Dataset excerpt:
*-*-*

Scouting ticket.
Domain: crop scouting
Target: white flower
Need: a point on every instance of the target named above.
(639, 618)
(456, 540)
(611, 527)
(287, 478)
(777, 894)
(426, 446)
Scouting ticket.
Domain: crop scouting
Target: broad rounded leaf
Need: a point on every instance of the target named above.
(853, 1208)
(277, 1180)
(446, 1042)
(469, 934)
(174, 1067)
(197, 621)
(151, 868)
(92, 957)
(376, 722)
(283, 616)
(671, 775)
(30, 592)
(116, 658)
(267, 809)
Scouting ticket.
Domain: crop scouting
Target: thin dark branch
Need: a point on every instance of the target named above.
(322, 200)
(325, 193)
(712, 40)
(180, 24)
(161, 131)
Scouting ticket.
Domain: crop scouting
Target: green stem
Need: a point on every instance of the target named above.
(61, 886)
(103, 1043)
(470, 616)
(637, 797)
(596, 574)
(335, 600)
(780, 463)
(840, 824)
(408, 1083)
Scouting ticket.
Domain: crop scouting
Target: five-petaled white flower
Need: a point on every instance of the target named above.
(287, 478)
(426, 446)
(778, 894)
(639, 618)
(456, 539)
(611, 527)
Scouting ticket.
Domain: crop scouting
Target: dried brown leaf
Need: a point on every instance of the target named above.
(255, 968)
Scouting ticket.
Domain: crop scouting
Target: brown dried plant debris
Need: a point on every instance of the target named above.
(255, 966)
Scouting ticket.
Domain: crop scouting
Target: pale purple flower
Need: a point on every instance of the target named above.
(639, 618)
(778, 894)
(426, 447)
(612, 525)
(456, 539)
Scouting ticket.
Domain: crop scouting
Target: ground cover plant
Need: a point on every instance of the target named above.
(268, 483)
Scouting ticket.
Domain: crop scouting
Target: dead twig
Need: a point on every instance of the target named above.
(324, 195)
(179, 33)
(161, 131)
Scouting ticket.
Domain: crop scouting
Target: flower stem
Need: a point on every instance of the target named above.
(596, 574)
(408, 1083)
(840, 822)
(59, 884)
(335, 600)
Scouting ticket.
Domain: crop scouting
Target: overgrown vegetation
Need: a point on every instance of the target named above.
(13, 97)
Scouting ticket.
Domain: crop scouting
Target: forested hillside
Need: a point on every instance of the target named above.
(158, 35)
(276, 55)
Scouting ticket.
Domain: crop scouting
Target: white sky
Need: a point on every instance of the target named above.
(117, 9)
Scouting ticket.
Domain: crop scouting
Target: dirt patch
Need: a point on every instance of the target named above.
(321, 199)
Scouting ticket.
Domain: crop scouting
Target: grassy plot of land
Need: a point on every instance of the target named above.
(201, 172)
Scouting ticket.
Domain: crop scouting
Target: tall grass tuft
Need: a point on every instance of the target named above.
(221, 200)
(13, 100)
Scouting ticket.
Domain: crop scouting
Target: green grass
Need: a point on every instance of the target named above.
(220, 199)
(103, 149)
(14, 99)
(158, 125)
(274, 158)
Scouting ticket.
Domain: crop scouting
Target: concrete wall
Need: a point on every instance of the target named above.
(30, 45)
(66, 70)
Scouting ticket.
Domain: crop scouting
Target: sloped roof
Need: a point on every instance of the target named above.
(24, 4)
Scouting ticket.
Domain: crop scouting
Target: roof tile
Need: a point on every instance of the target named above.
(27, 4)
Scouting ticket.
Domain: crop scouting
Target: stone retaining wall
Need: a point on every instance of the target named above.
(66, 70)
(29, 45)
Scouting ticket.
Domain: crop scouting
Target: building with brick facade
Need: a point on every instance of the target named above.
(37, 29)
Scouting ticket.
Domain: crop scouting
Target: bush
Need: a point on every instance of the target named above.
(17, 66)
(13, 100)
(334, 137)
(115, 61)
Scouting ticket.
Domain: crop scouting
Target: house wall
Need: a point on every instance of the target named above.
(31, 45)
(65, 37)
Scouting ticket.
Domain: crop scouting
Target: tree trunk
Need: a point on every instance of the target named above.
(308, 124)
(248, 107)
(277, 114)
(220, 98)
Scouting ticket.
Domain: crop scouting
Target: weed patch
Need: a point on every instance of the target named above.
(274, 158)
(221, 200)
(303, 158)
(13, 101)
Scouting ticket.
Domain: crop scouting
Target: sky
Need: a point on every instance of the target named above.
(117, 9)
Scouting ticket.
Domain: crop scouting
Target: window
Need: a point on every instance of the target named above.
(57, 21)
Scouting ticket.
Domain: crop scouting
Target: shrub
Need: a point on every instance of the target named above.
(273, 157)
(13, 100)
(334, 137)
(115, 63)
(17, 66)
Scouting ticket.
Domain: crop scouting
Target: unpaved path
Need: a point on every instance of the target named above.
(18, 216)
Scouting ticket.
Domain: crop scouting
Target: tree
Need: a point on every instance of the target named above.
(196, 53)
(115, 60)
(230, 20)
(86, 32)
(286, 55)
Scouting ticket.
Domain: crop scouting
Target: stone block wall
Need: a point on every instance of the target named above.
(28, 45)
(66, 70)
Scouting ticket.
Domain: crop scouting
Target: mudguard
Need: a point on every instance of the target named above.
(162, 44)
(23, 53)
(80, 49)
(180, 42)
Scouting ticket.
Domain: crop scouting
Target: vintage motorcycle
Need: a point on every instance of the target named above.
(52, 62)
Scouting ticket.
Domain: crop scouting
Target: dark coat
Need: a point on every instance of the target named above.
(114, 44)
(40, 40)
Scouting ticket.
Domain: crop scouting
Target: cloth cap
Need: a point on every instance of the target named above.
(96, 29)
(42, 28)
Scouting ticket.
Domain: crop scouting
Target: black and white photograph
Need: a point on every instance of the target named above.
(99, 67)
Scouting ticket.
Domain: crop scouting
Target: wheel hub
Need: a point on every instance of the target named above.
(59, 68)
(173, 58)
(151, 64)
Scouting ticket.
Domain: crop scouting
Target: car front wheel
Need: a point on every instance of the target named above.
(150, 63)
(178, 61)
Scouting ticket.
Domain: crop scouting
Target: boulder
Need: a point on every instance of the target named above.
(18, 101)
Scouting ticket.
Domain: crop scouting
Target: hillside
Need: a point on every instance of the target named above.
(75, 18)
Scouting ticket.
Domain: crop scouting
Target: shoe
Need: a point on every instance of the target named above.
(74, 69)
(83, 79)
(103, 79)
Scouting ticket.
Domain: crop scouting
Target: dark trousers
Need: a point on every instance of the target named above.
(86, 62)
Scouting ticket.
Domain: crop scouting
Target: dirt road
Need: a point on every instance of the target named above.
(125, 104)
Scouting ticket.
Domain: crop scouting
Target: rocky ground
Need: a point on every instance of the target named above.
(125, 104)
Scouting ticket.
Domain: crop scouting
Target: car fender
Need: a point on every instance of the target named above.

*-*-*

EXERCISE PROMPT:
Repeat the records above exactly, from the first line to the last.

SOLUTION BELOW:
Scouting ticket.
Domain: crop scouting
Target: white flower
Need: a point on every instance of the target named above.
(639, 618)
(456, 540)
(611, 527)
(287, 478)
(777, 894)
(426, 446)
Scouting ticket.
Domain: crop scouting
Target: broad rounded leaf
Need: a point on every instance of the target named above.
(853, 1208)
(277, 1180)
(446, 1042)
(469, 934)
(174, 1067)
(197, 621)
(151, 868)
(92, 957)
(376, 722)
(283, 616)
(671, 775)
(30, 592)
(116, 658)
(267, 809)
Scouting ticket.
Domain: crop scouting
Target: thin dark branch
Need: a point on every instance of the target named above.
(322, 200)
(325, 193)
(712, 40)
(180, 24)
(161, 131)
Scouting ticket.
Domain: crop scouting
Target: green stem
Need: a point on every instance of the target named above.
(61, 886)
(103, 1043)
(470, 616)
(637, 797)
(596, 574)
(335, 600)
(780, 463)
(840, 824)
(408, 1083)
Scouting ticket.
Domain: crop scouting
Target: five-petaled white flower
Need: a point on every instance of the target named above.
(287, 478)
(426, 446)
(778, 894)
(639, 618)
(456, 539)
(611, 527)
Scouting ticket.
Domain: crop scouting
Target: dried brown leaf
Need: a point on every instance of the target named above.
(255, 968)
Scouting ticket.
Domain: crop scouting
Target: brown dried plant debris
Need: a point on every instance of the target named above.
(255, 966)
Scouting ticket.
Domain: crop scouting
Target: pale purple flower
Need: a point on every instance of the target named above.
(639, 618)
(778, 894)
(426, 447)
(612, 525)
(456, 539)
Scouting ticket.
Domain: crop scouting
Target: ground cover plant
Need: a point on every instance of the target named above.
(268, 483)
Scouting ticket.
Domain: crop scouting
Target: dead twig
Need: a point on every instance of the target named above.
(324, 195)
(179, 33)
(161, 131)
Scouting ticket.
Domain: crop scouting
Target: flower stem
Need: a point on every instance of the target named above.
(596, 574)
(408, 1083)
(840, 822)
(59, 884)
(335, 600)
Scouting ticket.
Domain: crop scouting
Target: overgrown vegetation
Need: a point on every instance of the target named above.
(13, 97)
Scouting ticket.
Domain: crop scouting
Target: forested hillside
Need: a point on every instance of the target named above.
(158, 35)
(276, 55)
Scouting ticket.
Domain: crop scouting
Target: white sky
Need: a point on every instance of the target named above.
(117, 9)
Scouting ticket.
Domain: crop scouting
Target: dirt patch
Need: a point on every instance of the target named above.
(321, 199)
Scouting ticket.
Domain: crop scouting
Target: grassy plot of land
Need: a point on every instance of the target named above.
(201, 172)
Scouting ticket.
Domain: crop scouting
Target: tall grass tuft
Need: a point on every instance of the target named above.
(221, 200)
(13, 100)
Scouting ticket.
Domain: crop scouting
Target: green grass
Need: a point on every instance of the target named above.
(220, 199)
(103, 149)
(14, 99)
(158, 125)
(274, 158)
Scouting ticket.
Domain: crop scouting
Target: concrete wall
Need: a point on every instance of the target named above.
(30, 45)
(66, 70)
Scouting ticket.
Domain: crop scouting
Target: sloped roof
Need: a point on every instance of the target named above.
(24, 4)
Scouting ticket.
Domain: crop scouting
Target: roof tile
Need: a point on every instance of the target named above.
(27, 4)
Scouting ticket.
Domain: crop scouting
Target: stone retaining wall
Need: a point on every instance of the target named above.
(66, 70)
(29, 45)
Scouting ticket.
Domain: crop scouting
Target: building with brick facade
Need: a point on every instance of the target named above.
(37, 29)
Scouting ticket.
Domain: crop scouting
Target: bush
Need: a point on every instance of the target named above.
(17, 66)
(13, 100)
(334, 137)
(115, 61)
Scouting ticket.
Domain: crop scouting
Target: house wall
Need: a point on every instance of the target named above.
(31, 45)
(65, 37)
Scouting ticket.
Domain: crop scouting
Target: tree trunk
Need: a point on every instance of the target named above.
(308, 124)
(248, 107)
(277, 114)
(220, 98)
Scouting ticket.
Domain: crop scouting
Target: weed patch
Need: a point on every instance of the target named above.
(274, 158)
(221, 200)
(303, 158)
(13, 101)
Scouting ticket.
Domain: crop scouting
Target: sky
Need: a point on every instance of the target named above.
(117, 9)
Scouting ticket.
Domain: crop scouting
Target: window
Need: a point on every instance of the target named above.
(57, 21)
Scouting ticket.
Domain: crop scouting
Target: shrub
Need: a point on every instance of the target named above.
(273, 157)
(13, 100)
(334, 137)
(115, 63)
(17, 66)
Scouting ticket.
Domain: crop scouting
Target: unpaved path
Need: a point on every instance of the target named above.
(18, 216)
Scouting ticket.
Domain: crop scouting
Target: tree
Need: a point on every instance of the target named above.
(196, 53)
(115, 60)
(230, 20)
(86, 32)
(286, 55)
Scouting ticket.
Domain: crop scouting
Target: stone block wall
Need: a point on every instance of the target named above.
(28, 45)
(66, 70)
Scouting ticket.
Domain: crop scouting
Target: mudguard
Need: a point on every instance of the target named above.
(162, 44)
(23, 53)
(80, 49)
(180, 42)
Scouting ticket.
Domain: crop scouting
Target: vintage motorcycle
Need: a point on every instance of the target named above.
(52, 62)
Scouting ticket.
Domain: crop scouting
Target: dark coat
Need: a point on every instance of the target named above.
(114, 44)
(40, 40)
Scouting ticket.
Domain: crop scouting
Target: cloth cap
Need: a point on every instance of the target named above.
(96, 29)
(42, 28)
Scouting ticket.
Domain: crop scouting
Target: black and white photograph
Need: a point on every instance of the target named above.
(99, 67)
Scouting ticket.
Domain: crop scouting
Target: wheel hub
Need: a point on every instance of the target named above.
(59, 68)
(173, 58)
(151, 64)
Scouting ticket.
Domain: crop scouting
Target: car front wheel
Need: a point on every instance of the target named above.
(150, 63)
(178, 61)
Scouting ticket.
Domain: crop scouting
Target: boulder
Need: a point on every instance of the target named above.
(18, 101)
Scouting ticket.
Domain: crop scouting
Target: hillside
Need: a point on every instance of the target named above.
(75, 18)
Scouting ticket.
Domain: crop scouting
Target: shoe
Need: a point on every instance of the target named above.
(74, 69)
(83, 79)
(103, 79)
Scouting ticket.
Domain: crop scouting
Target: dark trousers
Need: a point on every instance of the target named above.
(86, 62)
Scouting ticket.
Domain: crop scouting
Target: dirt road
Need: a point on every instance of the target named above.
(125, 104)
Scouting ticket.
Domain: crop scouting
Target: rocky ground
Need: a point on every instance of the target named above.
(125, 104)
Scouting ticket.
Domain: crop scouting
Target: car fender
Need: a point on every instance of the target named above.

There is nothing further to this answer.